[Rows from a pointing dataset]
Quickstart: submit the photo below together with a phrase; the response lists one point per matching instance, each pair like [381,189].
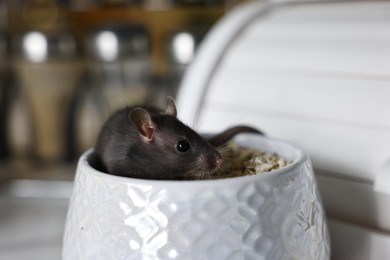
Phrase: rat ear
[171,107]
[143,121]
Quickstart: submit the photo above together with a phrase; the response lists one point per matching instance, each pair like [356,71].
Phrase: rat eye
[182,146]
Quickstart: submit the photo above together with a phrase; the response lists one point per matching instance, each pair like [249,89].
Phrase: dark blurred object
[181,47]
[4,93]
[48,69]
[118,73]
[119,62]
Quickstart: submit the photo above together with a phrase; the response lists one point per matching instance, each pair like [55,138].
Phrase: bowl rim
[85,167]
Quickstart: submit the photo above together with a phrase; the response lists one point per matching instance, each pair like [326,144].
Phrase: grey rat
[146,142]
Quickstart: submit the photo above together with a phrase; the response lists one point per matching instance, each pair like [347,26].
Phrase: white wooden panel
[336,100]
[344,149]
[339,37]
[357,242]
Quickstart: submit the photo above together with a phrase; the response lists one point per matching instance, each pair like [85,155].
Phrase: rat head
[178,151]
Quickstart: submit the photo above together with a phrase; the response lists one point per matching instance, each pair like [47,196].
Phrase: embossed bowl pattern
[275,215]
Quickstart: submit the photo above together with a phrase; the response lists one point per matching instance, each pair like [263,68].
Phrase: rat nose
[217,160]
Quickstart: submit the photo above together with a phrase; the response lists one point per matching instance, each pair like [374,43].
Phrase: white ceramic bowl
[275,215]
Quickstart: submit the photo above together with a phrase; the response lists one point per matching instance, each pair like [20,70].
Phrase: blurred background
[66,65]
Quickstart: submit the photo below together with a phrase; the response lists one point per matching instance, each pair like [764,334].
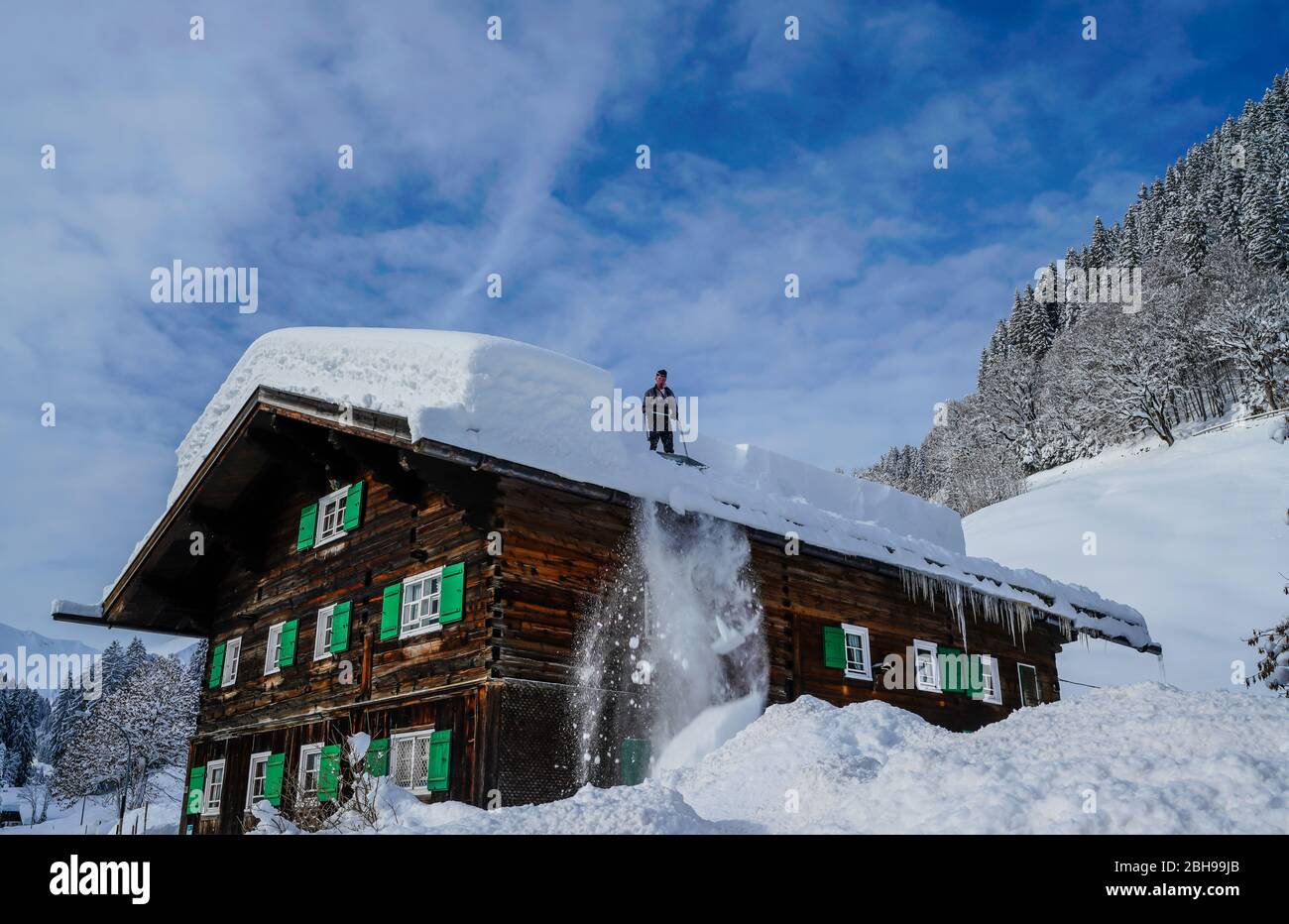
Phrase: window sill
[423,631]
[318,542]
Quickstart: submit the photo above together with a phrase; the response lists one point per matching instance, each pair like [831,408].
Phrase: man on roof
[660,412]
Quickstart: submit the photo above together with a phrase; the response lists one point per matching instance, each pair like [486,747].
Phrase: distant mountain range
[39,645]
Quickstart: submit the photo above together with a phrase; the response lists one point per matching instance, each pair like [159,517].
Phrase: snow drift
[1133,759]
[1195,529]
[527,404]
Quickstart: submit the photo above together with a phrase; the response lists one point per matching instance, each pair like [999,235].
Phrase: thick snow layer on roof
[1160,760]
[531,406]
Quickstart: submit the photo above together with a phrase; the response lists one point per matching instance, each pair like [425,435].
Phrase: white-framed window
[420,601]
[858,664]
[274,652]
[926,665]
[310,763]
[409,759]
[256,780]
[992,691]
[232,653]
[1029,677]
[214,787]
[330,517]
[322,638]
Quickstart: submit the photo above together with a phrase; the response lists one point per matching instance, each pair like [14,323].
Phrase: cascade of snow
[675,632]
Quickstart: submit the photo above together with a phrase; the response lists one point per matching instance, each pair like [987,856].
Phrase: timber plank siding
[501,678]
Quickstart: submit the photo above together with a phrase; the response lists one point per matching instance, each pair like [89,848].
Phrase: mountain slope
[39,645]
[1194,536]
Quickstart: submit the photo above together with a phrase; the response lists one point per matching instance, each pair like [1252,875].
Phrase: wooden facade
[499,678]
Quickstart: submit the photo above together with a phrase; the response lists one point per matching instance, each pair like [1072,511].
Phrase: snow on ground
[527,404]
[1133,759]
[102,813]
[1194,536]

### Direction
Copy every line of the items above word for word, omitting the pictures from your answer.

### Exercise response
Quickstart: submit the photo below together with a phrase; the response lists one point per matching instance, each pair like [381,189].
Phrase: rat ear
[171,107]
[143,121]
Quickstart: submit the photo above together with a phrase; the response lists one point per matching instance, each pair like [356,71].
Phrase: rat eye
[182,146]
Quickstart: submit the photo above together with a phrase; the response lists one point per matching instance, each pair like [249,89].
Phrase: dark blurred object
[181,47]
[4,93]
[48,69]
[118,73]
[119,62]
Quickstart: submit the photo above together with a phrase; the response lists one point per matching instance, each pair like [55,138].
Phrase: bowl rim
[85,167]
Quickstart: submit the photo above together with a phrase; the response lists one point per matching instance, each pair like [326,144].
Phrase: grey rat
[146,142]
Quickstart: submit the photo above together with a phrase; the response lists one point per matching instance, each pair like [347,26].
Phrase: white wooden panel
[336,100]
[344,149]
[339,37]
[357,242]
Quickstart: submit the photo above together with a phrase; the response lists one point per matching instance, each pair like [85,155].
Phrase: rat head
[178,151]
Quickstart: submit the photo above together with a phrase; the response lists one point per matching instance, each pair like [47,196].
Phrase: embossed bowl pattern
[275,215]
Quickstart: submit the photo above together with a phrase; the response lists one point per matching instance, each pair like [263,68].
Phrase: rat nose
[217,160]
Quickstart: submit the photo above together with a phrase; the response lists one point per matching instance, each pair like [374,43].
Phrase: white ceramic bowl
[275,215]
Quickstart: submit the photo above together with a phrase; the response lists one point per matching instance, each pair like [20,70].
Phrase: blurred background
[66,65]
Quickstart: submit the photo below together with a phrase; the response lists one point per matching instance, each pair like [764,334].
Phrase: window sill
[423,631]
[318,542]
Quickstart: submit the photo above together with a phrase; the response lists one point per matching instance, each pair like [831,408].
Phrase: man on roof
[660,412]
Quickstart: submit the photo above together with a phrase; the response lists one point per matching instance, each pair like [486,747].
Phrase: distant mountain range
[39,645]
Quickstart: submit the photo above together with a phrase; the response lists one point per matching instance, each pair like [159,517].
Phrase: snow drift
[1133,759]
[1195,529]
[527,404]
Quickstart: submit the photo above together with a phrase; the response lists one point per matching instance, each pair like [999,235].
Phrase: thick snow layer on roof
[1160,760]
[531,406]
Quickstart: submit the photo above together with a phrase; the response lists one point per matching instance, each pair like [425,435].
Phrase: white-framed window
[420,601]
[858,664]
[274,652]
[926,665]
[310,763]
[409,759]
[256,780]
[992,691]
[232,653]
[1029,677]
[214,787]
[330,517]
[322,638]
Quickstart: submit the photo above together with a phrase; the response lists one point per matching instance, each pair like [14,323].
Phrase: cascade of snow
[675,632]
Quickstart: submit the photo above together with a phrase; the response lists one point per matching instance, each pair like [987,856].
Phrase: timber plank siding
[501,678]
Quickstart: submit the photo above together with a phrase; the response lists one point per matching instance, each pair like [89,848].
Phrase: mountain slope
[39,645]
[1194,536]
Quickstart: submit the photo above together with a phrase; the response lists one point per matching instance, each pair like [1252,875].
Phrase: wooden facade
[499,678]
Quickstart: submit the photo above together with a phrase; the response lists one point per matching instance, each pair like [1072,511].
Phrase: snow on ground
[527,404]
[1133,759]
[102,813]
[1194,536]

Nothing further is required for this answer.